** START **

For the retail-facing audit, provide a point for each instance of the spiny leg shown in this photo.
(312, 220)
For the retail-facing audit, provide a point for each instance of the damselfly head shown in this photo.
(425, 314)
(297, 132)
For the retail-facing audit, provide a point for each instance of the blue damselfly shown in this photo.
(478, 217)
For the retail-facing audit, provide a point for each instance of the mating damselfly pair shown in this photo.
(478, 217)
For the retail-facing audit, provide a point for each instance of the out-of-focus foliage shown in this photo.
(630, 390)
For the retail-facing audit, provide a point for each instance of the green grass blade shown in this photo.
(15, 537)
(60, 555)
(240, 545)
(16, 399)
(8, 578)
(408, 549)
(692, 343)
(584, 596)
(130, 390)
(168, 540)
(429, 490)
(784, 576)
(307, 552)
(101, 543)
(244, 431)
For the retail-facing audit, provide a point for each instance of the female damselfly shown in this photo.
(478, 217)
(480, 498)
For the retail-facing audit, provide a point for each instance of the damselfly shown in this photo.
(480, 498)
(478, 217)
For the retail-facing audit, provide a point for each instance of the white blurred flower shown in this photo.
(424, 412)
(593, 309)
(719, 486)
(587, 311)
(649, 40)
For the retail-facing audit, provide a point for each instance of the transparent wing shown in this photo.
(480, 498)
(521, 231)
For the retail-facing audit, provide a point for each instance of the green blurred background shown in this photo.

** END **
** START **

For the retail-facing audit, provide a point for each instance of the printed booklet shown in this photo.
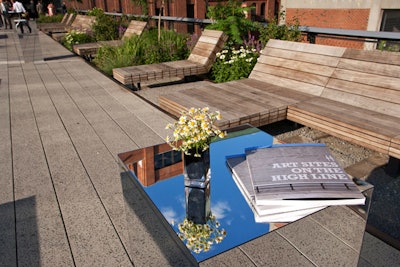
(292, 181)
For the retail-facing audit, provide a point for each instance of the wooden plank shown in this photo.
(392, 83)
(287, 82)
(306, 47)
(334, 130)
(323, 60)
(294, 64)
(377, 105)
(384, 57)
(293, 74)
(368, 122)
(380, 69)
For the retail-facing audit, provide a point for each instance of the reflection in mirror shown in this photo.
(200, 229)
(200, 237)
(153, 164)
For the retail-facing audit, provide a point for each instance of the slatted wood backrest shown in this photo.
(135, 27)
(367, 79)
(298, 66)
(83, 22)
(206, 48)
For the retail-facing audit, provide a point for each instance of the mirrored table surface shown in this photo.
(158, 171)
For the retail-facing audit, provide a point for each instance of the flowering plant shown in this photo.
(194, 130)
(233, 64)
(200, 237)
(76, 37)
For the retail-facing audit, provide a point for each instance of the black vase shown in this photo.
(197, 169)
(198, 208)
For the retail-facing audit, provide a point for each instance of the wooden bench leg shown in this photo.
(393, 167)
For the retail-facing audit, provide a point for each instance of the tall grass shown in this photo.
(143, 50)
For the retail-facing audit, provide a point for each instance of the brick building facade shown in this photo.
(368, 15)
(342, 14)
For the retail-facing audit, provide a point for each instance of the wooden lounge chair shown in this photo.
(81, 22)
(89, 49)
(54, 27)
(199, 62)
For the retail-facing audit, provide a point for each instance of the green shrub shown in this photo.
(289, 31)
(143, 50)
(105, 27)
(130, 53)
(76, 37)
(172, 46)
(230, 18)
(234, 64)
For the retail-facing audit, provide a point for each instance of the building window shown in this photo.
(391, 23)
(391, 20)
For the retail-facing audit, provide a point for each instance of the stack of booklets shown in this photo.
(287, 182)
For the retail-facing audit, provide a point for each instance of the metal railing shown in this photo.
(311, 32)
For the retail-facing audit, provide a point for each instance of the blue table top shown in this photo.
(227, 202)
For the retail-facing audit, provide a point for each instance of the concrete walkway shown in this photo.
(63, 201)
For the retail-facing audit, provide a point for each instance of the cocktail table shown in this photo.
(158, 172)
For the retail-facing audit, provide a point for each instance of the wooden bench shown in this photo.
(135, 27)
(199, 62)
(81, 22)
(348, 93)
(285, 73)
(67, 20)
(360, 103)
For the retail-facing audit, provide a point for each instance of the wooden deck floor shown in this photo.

** END **

WHAT YOU NEED TO DO: Copy out the items word for word, starting at the line containing "flower shown in this photo." and running through the line containing "background shown in this photo.", both included.

REPLY:
For the retail-facing audit, provide a point for each instance of the white blurred flower shown in this photo.
(424, 412)
(593, 309)
(719, 486)
(587, 311)
(649, 40)
For the retail-facing audit, provide a point for each instance of the transparent wing shown in this photo.
(480, 498)
(521, 231)
For the retail-facing audit, provide a point for each instance of the green blurred background shown in this photo.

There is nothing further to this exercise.